## Text segment

○ ○ ○ ○ ○

I probably ought to be in hospital, a place I fear due to past experience. I also fear applying for a 'change of circumstances' with DLA. When I applied for it I was not well enough to self care or walk around my house every day. I had been too ill to reapply at the beginning of 2008. I was eligible if fairly assessed, nothing much had changed since my last renewal, if anything I was struggling even more and had far less help. I was also too ill to inform WTC straight away, as I was still desperately trying to earn a living as self employed. I had started getting panic attacks alongside the physical illness, especially when dealing with the system to try and access help. It isn't a kind system when you are at your most vulnerable and it has got even worse. I sent my renewal pack back with a letter saying how I am not well enough to do this. It was very upsetting.
About November 2008 I realised I was not going to be able to get out selling my art & crafts again, at least for a while. I signed off WTC and signed on to ESA. I had an assessment, the doctor was nice, he treated me with dignity, respect and as if I were not a piece of dirt. I doubt he still works for Atos. He recognised I was doing my best and struggling simply to self care well enough to keep myself alive. I had to go to back to work interviews that I often cried through and the advisor was concerned for my well being. She advised me to apply for DLA again. I faced my fears and filled in the forms. Again I got told no. I appealed and while waiting for the tribunal wrote about a massive panic attack I had while out and how wrong the decision was. I had a reconsideration granted without tribunal for low mobility. I would probably have had high mobility reinstated if it had got to tribunal. I was too battered by the system to challenge it.

○ ○ ○ ○ ○

Recorded data:
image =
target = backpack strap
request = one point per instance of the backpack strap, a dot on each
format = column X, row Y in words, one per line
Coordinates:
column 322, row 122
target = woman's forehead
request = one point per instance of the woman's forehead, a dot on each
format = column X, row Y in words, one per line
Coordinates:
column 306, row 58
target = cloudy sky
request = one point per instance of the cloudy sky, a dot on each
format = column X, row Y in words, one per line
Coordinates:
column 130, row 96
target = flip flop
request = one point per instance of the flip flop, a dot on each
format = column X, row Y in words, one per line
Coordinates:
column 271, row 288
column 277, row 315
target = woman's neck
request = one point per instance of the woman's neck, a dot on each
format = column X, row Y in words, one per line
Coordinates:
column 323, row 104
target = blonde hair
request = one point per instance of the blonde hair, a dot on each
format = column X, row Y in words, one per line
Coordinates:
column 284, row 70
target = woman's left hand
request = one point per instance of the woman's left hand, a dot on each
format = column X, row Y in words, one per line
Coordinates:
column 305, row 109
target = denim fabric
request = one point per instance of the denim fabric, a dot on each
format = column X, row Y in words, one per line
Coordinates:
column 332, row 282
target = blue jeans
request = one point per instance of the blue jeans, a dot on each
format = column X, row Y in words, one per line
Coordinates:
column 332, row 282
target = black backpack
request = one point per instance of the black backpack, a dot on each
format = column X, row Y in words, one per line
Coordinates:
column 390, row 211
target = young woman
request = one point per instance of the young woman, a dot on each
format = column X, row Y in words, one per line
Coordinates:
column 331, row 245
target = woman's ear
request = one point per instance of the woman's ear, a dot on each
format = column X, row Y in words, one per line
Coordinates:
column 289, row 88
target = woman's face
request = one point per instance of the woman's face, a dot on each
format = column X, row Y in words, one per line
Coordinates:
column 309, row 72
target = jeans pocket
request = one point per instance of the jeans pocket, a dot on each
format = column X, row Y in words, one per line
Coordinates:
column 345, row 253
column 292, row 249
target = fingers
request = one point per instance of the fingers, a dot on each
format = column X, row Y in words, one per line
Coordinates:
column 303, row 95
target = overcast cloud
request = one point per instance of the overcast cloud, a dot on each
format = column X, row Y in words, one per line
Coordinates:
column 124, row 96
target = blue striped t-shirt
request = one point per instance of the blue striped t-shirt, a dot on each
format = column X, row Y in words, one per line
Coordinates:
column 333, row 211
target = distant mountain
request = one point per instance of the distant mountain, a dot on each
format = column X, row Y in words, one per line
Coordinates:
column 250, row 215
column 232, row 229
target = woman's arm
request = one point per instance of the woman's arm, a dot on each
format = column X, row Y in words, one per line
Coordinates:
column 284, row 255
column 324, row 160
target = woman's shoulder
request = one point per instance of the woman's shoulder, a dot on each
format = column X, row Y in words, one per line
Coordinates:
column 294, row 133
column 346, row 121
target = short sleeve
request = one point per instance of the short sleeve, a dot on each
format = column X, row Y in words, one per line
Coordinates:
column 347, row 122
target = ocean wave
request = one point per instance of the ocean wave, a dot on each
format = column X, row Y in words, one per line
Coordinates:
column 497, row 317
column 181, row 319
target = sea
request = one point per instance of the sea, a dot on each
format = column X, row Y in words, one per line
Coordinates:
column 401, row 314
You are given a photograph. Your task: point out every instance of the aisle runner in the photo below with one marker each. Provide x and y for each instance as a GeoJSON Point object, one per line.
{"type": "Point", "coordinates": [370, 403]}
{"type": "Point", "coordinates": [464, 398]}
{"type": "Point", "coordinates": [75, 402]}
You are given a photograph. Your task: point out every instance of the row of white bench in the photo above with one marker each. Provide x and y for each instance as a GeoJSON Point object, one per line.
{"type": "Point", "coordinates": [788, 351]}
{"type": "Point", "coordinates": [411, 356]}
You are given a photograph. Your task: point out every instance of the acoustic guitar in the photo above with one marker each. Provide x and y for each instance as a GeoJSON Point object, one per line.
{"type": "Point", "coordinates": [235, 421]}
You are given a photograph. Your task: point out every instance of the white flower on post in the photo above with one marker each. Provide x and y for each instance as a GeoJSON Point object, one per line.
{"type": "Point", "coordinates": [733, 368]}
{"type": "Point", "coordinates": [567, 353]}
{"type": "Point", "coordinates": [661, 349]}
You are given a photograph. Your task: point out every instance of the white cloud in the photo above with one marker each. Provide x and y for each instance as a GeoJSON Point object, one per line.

○ ○ ○ ○ ○

## Problems to solve
a. Rewrite the part of the benefits account that opens with the words containing "I probably ought" and closes with "was very upsetting.", swapping "panic attacks" for "anxiety attacks".
b. Using the benefits account, decide whether each statement agrees with it. Answer yes or no for each, quoting the deciding words. (i) Around November 2008 the writer left WTC and signed on to ESA. (ii) The doctor at the ESA assessment treated the writer without respect. (iii) The DLA appeal was settled at a tribunal hearing.
c. According to the benefits account, why did the writer not inform WTC straight away?

## Responses by item number
a.
I probably ought to be in hospital, a place I fear due to past experience. I also fear applying for a 'change of circumstances' with DLA. When I applied for it I was not well enough to self care or walk around my house every day. I had been too ill to reapply at the beginning of 2008. I was eligible if fairly assessed, nothing much had changed since my last renewal, if anything I was struggling even more and had far less help. I was also too ill to inform WTC straight away, as I was still desperately trying to earn a living as self employed. I had started getting anxiety attacks alongside the physical illness, especially when dealing with the system to try and access help. It isn't a kind system when you are at your most vulnerable and it has got even worse. I sent my renewal pack back with a letter saying how I am not well enough to do this. It was very upsetting.

b.
(i) Yes: "I signed off WTC and signed on to ESA."
(ii) No: "the doctor was nice, he treated me with dignity, respect and as if I were not a piece of dirt."
(iii) No: "I had a reconsideration granted without tribunal for low mobility."

c. The writer was too ill to do it right away. At the same time, the writer was still desperately trying to earn a living as self-employed.